§ **Recorded information**:
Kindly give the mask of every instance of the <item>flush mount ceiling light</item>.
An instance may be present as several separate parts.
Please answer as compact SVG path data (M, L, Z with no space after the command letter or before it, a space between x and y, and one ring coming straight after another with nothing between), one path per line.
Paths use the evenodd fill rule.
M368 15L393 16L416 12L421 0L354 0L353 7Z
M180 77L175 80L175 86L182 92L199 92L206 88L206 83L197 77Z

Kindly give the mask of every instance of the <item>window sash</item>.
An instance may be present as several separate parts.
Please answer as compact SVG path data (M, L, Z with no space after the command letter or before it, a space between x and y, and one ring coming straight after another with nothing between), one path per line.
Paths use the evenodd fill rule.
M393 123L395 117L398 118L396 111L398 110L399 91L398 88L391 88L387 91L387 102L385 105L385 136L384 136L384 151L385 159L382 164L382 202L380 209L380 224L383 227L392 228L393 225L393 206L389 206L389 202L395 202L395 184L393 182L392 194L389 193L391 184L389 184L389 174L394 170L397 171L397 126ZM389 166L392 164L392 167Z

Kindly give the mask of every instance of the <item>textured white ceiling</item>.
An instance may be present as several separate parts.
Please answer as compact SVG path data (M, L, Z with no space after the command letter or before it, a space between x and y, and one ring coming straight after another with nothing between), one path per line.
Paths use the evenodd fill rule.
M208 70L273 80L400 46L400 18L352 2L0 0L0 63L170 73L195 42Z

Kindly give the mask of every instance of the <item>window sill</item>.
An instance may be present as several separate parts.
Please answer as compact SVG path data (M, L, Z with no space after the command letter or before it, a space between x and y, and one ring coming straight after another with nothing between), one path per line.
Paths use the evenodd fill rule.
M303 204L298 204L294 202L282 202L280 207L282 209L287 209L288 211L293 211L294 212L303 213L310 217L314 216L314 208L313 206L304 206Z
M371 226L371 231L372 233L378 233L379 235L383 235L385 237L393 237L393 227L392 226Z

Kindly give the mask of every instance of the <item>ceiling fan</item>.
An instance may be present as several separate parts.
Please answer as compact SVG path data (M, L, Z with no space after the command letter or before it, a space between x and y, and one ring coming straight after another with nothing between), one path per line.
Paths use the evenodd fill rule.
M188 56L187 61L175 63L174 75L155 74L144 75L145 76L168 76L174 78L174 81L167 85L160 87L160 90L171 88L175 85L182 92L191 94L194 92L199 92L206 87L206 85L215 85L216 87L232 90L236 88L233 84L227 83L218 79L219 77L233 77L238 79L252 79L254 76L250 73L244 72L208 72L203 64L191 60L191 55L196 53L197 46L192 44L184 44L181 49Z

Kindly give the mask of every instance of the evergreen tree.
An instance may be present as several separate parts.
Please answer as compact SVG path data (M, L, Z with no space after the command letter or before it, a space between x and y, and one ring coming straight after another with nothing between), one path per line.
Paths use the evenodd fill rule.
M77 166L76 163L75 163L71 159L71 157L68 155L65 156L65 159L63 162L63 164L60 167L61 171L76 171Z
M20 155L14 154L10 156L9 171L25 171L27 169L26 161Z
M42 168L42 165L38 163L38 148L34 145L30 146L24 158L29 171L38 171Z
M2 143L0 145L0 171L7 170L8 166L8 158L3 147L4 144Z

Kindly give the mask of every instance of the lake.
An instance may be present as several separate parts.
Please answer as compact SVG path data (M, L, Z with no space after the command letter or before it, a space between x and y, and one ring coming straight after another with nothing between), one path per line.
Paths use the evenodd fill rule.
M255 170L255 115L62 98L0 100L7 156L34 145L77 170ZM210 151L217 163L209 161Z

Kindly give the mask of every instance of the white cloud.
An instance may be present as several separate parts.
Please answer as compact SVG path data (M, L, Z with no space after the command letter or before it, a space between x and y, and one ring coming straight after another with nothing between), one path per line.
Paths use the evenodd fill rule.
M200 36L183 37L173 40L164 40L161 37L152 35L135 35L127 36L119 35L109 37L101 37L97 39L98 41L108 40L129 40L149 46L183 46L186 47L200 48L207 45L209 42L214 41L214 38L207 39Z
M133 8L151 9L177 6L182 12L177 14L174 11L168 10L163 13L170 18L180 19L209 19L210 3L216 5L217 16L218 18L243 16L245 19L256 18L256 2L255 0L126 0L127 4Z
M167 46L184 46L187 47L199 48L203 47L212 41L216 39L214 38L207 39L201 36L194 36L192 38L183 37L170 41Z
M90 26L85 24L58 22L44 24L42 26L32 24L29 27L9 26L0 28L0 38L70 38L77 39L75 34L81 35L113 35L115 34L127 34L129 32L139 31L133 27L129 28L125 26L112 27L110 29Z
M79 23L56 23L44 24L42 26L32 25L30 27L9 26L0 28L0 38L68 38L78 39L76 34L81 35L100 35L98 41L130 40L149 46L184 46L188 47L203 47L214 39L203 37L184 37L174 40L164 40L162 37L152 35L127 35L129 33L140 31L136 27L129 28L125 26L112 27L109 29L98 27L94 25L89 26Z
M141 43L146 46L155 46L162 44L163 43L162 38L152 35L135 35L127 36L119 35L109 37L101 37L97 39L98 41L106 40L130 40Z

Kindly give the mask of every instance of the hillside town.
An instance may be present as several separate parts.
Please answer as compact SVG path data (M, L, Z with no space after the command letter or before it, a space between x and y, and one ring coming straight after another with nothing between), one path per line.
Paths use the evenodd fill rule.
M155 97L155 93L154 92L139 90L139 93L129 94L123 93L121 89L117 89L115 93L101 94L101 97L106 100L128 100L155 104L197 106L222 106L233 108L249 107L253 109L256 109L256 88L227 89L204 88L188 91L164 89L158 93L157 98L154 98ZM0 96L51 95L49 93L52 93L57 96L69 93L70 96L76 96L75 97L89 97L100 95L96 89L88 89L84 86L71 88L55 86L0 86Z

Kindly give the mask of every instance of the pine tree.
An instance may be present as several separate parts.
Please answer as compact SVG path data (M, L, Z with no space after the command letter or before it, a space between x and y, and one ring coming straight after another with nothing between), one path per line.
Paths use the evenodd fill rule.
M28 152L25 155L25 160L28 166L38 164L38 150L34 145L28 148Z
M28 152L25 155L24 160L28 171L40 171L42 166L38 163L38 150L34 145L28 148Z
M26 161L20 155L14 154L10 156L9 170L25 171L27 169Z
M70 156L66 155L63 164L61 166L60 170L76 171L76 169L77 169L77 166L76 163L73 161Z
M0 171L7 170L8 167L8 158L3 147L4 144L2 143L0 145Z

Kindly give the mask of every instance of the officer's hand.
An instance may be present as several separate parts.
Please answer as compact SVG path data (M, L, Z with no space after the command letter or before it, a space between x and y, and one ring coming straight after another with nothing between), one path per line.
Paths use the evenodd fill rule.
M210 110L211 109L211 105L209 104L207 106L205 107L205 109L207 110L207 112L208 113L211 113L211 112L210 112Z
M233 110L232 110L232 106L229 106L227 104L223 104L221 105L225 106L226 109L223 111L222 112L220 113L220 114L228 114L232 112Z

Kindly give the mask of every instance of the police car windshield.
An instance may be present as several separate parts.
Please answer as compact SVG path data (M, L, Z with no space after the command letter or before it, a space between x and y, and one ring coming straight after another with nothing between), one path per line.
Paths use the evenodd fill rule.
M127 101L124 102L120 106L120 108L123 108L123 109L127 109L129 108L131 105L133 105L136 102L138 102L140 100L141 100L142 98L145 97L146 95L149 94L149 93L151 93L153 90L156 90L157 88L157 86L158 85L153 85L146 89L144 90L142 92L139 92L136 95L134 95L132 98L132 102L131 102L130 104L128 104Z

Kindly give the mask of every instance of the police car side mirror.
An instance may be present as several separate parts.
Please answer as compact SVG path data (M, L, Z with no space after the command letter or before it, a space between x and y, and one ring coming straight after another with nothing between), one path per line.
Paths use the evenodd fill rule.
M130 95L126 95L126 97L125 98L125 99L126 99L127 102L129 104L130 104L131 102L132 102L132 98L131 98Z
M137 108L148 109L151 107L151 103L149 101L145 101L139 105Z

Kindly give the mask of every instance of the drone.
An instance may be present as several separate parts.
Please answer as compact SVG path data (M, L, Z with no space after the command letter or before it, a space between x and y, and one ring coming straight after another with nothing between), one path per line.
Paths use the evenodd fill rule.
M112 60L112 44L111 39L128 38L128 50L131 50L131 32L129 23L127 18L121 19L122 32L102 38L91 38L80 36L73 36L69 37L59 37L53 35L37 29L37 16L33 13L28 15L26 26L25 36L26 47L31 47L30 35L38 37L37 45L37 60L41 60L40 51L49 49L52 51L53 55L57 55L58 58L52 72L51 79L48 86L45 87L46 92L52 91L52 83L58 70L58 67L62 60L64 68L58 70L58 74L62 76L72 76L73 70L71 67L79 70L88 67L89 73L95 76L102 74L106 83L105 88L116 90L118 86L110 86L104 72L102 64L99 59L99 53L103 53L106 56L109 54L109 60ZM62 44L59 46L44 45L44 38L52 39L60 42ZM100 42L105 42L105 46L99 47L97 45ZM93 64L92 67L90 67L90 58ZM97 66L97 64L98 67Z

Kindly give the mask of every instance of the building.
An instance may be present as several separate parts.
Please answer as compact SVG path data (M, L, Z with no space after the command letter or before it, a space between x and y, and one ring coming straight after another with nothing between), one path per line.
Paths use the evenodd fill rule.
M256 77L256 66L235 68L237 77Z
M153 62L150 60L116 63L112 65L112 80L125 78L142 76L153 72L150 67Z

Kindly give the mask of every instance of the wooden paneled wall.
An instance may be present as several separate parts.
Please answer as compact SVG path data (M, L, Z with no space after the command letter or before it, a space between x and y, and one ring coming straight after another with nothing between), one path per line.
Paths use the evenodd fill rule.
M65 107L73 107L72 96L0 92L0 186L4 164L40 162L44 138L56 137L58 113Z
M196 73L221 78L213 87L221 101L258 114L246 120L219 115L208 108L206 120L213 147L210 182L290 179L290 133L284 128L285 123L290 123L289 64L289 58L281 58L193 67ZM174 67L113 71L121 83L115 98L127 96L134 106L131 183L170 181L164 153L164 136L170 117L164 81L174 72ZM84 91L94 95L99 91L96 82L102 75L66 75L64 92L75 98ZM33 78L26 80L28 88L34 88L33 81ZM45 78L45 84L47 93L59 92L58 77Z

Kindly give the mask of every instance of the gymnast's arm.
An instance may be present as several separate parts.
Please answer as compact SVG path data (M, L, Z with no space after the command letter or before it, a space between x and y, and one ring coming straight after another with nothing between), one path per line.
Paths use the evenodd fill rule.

§ **Goal**: Rewrite the data from the line containing "Kindly give the mask of every instance of the gymnast's" through the final line, replacing "separate" with "distinct" and leaving everything else unchanged.

§ **Answer to this exercise**:
Kindly give the mask of every instance of the gymnast's arm.
An instance may be present as several distinct parts.
Please answer as compact SVG path data (M, L, Z with no space after the command letter or before it, a space between x and y, and one ring coming straight after another with nothing between), one path per line.
Paths use the evenodd fill rule.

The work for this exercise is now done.